* _Written instruction_: Every line from the one with "Where can the bare" through the end of the records below should be restated word for word, and nothing outside that span.

* _Raw records_:
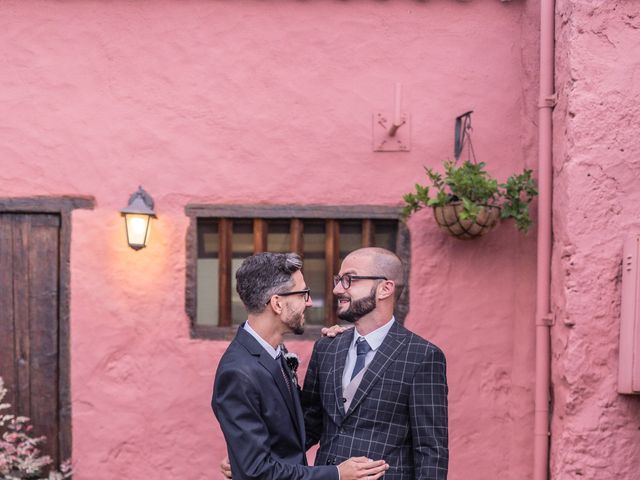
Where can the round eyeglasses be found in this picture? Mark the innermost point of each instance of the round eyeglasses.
(346, 279)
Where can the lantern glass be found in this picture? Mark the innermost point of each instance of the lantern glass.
(137, 230)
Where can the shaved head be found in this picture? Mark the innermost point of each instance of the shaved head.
(383, 262)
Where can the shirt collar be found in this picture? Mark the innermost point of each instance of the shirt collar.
(375, 338)
(273, 352)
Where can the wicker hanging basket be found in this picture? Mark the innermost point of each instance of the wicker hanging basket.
(448, 220)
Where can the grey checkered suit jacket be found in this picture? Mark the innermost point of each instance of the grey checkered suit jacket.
(398, 414)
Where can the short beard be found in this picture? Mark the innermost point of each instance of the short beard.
(294, 322)
(359, 308)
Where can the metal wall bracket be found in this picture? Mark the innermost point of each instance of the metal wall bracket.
(548, 320)
(549, 101)
(391, 138)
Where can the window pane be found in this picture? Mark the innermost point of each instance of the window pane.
(278, 236)
(242, 239)
(238, 312)
(207, 291)
(208, 238)
(241, 248)
(207, 272)
(314, 269)
(350, 237)
(314, 275)
(385, 234)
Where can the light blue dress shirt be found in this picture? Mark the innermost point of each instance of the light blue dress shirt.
(374, 339)
(274, 352)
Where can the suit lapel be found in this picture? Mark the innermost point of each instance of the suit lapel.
(340, 358)
(273, 367)
(388, 351)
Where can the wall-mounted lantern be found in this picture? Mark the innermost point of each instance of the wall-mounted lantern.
(137, 217)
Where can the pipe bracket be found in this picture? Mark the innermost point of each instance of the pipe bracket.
(549, 101)
(548, 320)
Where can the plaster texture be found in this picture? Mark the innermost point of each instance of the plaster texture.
(271, 102)
(595, 431)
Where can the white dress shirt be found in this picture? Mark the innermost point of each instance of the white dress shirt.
(274, 352)
(374, 339)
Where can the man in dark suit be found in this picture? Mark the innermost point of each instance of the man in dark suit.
(377, 390)
(254, 398)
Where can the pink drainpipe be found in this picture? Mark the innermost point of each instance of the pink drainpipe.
(544, 317)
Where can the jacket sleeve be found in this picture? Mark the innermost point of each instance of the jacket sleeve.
(429, 418)
(236, 404)
(311, 402)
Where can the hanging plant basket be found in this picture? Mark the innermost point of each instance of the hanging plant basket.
(468, 202)
(448, 219)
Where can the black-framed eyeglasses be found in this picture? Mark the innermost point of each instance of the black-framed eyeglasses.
(347, 278)
(306, 292)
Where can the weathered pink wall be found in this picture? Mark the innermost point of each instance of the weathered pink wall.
(596, 431)
(269, 102)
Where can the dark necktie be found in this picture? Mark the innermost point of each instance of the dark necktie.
(362, 348)
(285, 375)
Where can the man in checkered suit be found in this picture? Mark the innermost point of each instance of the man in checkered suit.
(386, 399)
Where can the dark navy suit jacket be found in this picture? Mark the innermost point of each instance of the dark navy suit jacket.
(261, 420)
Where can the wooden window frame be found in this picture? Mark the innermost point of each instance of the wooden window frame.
(259, 214)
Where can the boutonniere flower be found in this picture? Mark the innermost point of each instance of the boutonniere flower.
(293, 362)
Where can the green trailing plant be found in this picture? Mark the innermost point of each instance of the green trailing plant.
(472, 185)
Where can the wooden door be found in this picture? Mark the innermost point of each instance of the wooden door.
(30, 322)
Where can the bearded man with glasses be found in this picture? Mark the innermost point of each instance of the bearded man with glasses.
(377, 390)
(254, 398)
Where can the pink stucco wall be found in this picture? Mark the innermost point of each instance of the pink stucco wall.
(595, 431)
(268, 102)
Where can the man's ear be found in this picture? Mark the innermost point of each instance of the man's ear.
(275, 304)
(387, 289)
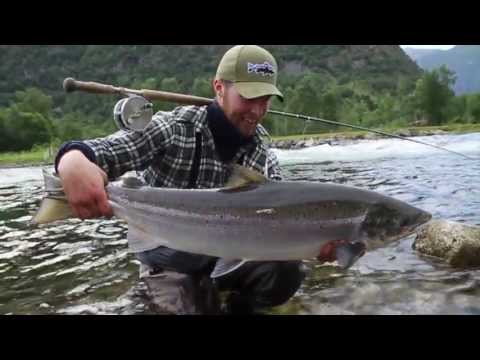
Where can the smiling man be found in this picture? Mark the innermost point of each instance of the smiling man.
(194, 147)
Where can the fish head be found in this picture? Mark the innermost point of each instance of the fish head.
(345, 253)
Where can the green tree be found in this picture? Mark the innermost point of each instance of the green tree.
(433, 92)
(202, 87)
(33, 100)
(23, 130)
(473, 108)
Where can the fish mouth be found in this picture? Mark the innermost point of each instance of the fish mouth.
(346, 253)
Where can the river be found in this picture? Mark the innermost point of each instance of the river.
(77, 267)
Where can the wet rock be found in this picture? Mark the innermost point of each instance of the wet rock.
(458, 244)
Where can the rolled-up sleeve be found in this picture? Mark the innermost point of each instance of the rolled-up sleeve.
(132, 150)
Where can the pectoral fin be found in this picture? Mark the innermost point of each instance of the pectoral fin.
(224, 267)
(347, 254)
(52, 210)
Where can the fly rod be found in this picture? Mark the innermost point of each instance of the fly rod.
(71, 85)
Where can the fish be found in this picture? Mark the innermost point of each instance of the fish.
(251, 218)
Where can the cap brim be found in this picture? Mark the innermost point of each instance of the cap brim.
(252, 90)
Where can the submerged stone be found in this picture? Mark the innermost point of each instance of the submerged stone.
(457, 243)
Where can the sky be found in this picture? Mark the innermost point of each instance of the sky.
(440, 47)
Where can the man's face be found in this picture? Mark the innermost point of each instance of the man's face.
(243, 113)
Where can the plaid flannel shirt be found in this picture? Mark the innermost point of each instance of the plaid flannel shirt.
(165, 151)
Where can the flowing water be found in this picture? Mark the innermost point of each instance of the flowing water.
(83, 267)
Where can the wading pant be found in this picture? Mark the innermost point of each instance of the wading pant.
(254, 285)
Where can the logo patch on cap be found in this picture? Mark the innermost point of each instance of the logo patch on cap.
(265, 69)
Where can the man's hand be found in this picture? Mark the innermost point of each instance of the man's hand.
(84, 185)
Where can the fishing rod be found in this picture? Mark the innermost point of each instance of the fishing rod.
(71, 85)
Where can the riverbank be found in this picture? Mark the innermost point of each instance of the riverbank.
(302, 141)
(45, 156)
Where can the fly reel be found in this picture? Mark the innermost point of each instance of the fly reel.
(133, 113)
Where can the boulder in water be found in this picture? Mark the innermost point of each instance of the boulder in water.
(457, 243)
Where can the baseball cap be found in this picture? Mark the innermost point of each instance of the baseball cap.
(251, 69)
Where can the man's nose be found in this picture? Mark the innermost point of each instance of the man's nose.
(259, 108)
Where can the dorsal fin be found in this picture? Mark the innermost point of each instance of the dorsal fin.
(242, 176)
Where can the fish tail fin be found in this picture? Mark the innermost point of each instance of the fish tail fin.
(52, 210)
(347, 254)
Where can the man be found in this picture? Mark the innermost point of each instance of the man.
(194, 147)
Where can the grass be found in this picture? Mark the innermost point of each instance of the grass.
(44, 155)
(451, 128)
(37, 156)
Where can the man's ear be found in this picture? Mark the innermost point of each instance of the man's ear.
(218, 87)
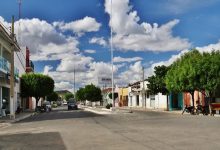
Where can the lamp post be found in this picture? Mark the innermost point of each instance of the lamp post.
(112, 58)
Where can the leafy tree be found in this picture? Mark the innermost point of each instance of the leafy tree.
(209, 73)
(36, 85)
(183, 74)
(67, 96)
(52, 97)
(92, 93)
(80, 94)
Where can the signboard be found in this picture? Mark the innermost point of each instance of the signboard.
(104, 80)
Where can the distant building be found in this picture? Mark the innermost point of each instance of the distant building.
(8, 48)
(138, 97)
(30, 102)
(62, 93)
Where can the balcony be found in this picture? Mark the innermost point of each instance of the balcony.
(4, 65)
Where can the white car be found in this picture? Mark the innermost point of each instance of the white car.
(65, 103)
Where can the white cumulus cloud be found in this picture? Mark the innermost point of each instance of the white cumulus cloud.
(121, 59)
(130, 34)
(98, 40)
(87, 24)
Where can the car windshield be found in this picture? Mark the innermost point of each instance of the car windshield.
(72, 102)
(47, 103)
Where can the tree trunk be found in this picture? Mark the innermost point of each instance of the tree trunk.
(37, 100)
(193, 102)
(192, 94)
(167, 102)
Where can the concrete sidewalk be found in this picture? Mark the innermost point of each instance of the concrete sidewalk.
(98, 110)
(6, 121)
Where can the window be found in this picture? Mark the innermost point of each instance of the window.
(137, 100)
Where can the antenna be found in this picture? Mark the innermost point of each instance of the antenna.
(19, 24)
(19, 5)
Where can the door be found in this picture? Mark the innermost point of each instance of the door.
(152, 101)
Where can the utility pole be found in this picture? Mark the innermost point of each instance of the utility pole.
(74, 73)
(143, 91)
(12, 102)
(19, 24)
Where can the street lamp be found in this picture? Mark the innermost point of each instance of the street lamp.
(112, 58)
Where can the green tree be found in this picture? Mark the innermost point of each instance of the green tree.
(52, 97)
(36, 85)
(92, 93)
(67, 96)
(209, 74)
(156, 83)
(80, 95)
(183, 74)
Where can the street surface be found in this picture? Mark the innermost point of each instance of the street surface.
(83, 130)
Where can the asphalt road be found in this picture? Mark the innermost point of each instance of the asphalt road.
(81, 130)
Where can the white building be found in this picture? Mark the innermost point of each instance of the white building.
(20, 69)
(138, 97)
(8, 46)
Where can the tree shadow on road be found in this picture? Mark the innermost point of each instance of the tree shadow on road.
(33, 141)
(60, 114)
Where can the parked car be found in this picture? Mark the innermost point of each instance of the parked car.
(72, 105)
(46, 106)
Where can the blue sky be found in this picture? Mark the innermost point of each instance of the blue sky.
(63, 35)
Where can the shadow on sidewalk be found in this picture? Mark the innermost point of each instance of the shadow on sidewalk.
(33, 141)
(60, 114)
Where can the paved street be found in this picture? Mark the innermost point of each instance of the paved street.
(82, 130)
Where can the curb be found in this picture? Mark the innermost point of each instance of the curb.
(97, 112)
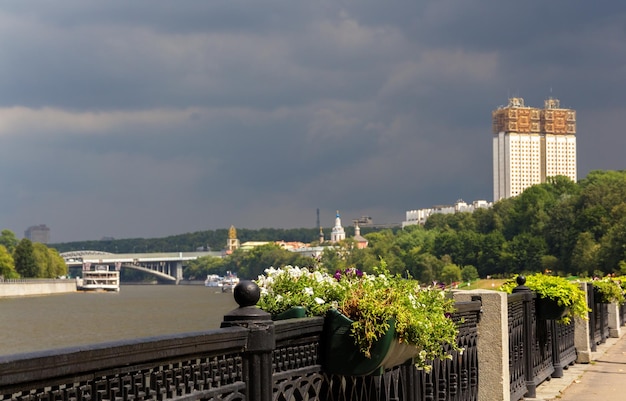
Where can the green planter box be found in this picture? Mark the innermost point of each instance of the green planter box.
(549, 309)
(341, 356)
(291, 313)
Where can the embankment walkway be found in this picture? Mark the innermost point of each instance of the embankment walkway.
(602, 379)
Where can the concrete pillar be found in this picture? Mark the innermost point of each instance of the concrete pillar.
(582, 341)
(614, 326)
(493, 340)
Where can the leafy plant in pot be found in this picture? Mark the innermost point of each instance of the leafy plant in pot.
(372, 321)
(607, 291)
(557, 298)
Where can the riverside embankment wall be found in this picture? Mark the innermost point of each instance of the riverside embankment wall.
(19, 288)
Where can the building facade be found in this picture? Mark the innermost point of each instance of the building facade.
(530, 145)
(419, 216)
(337, 233)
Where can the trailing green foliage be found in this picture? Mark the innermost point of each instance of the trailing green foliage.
(566, 227)
(564, 292)
(371, 301)
(608, 290)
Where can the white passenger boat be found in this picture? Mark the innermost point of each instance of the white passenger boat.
(229, 282)
(213, 280)
(100, 278)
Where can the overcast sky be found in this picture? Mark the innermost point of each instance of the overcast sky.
(149, 118)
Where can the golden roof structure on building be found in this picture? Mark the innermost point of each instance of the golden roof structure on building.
(516, 117)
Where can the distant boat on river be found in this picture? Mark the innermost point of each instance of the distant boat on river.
(226, 283)
(100, 278)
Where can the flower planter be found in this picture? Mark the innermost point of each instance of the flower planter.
(599, 297)
(291, 313)
(341, 356)
(549, 309)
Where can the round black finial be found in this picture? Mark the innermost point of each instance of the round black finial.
(247, 293)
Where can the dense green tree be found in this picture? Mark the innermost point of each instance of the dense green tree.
(469, 273)
(585, 255)
(49, 263)
(613, 248)
(527, 251)
(451, 273)
(24, 257)
(490, 255)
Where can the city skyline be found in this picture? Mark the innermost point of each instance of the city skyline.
(531, 144)
(140, 119)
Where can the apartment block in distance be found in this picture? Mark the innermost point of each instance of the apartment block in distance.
(531, 144)
(40, 233)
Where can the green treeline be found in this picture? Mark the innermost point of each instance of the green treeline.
(560, 226)
(25, 259)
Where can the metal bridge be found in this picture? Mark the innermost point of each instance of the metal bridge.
(166, 265)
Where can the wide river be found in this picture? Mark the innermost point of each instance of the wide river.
(53, 321)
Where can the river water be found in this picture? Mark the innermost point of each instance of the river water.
(38, 323)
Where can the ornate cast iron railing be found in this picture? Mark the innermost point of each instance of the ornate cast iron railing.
(249, 358)
(517, 378)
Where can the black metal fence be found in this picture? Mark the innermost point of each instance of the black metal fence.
(540, 349)
(249, 358)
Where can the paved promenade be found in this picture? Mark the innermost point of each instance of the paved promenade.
(602, 379)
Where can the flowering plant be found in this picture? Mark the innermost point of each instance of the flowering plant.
(609, 291)
(421, 316)
(566, 293)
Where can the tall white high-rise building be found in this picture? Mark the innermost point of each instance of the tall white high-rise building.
(531, 144)
(338, 233)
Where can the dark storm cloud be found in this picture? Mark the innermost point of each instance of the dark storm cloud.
(151, 118)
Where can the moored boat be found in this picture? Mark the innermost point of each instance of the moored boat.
(100, 278)
(229, 282)
(213, 280)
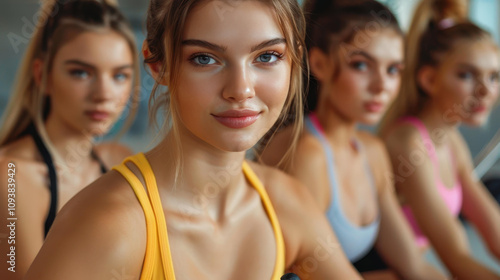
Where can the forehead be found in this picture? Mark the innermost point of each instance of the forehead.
(481, 54)
(224, 22)
(99, 48)
(384, 45)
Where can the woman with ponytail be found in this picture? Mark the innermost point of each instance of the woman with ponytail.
(451, 77)
(192, 207)
(76, 78)
(356, 56)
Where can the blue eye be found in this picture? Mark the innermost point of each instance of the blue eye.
(360, 65)
(393, 70)
(465, 75)
(203, 60)
(121, 77)
(80, 74)
(268, 57)
(495, 77)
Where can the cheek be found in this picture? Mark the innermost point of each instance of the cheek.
(349, 87)
(394, 86)
(272, 87)
(67, 93)
(198, 91)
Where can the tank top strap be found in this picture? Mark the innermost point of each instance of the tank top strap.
(152, 241)
(157, 260)
(279, 266)
(147, 172)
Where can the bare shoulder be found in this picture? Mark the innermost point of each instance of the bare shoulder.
(277, 147)
(282, 188)
(98, 225)
(112, 153)
(402, 139)
(372, 144)
(109, 199)
(309, 153)
(461, 151)
(22, 149)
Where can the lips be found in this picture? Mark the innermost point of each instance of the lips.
(237, 118)
(97, 115)
(374, 107)
(479, 109)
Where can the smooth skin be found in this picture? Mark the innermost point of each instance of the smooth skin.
(370, 73)
(229, 236)
(463, 89)
(93, 71)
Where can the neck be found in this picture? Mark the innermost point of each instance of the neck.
(207, 177)
(437, 123)
(73, 147)
(338, 129)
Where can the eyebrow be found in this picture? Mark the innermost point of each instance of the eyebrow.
(371, 58)
(87, 65)
(218, 48)
(362, 53)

* _Solution to this task_:
Where can the bare shoulder be found in this picture? Mark the innermost point of each instance of the bare shoulder.
(277, 147)
(282, 188)
(98, 225)
(112, 153)
(402, 139)
(372, 144)
(109, 199)
(309, 153)
(461, 151)
(22, 149)
Where can the lips be found in this picture? Mark the innermost point of each instance of the lips.
(237, 118)
(97, 115)
(374, 107)
(479, 109)
Where can the smooth skin be found in this picture? Mark the innermost point of each instance of the smooth skin.
(370, 73)
(229, 236)
(463, 89)
(93, 71)
Where can the neck be found in this picture? Mark the innermost point of each instance of the neck.
(207, 177)
(437, 123)
(73, 147)
(338, 129)
Where can the eyebrow be found in this picture? Mark the innermost point of each instance of the eyebrow.
(371, 58)
(87, 65)
(218, 48)
(362, 53)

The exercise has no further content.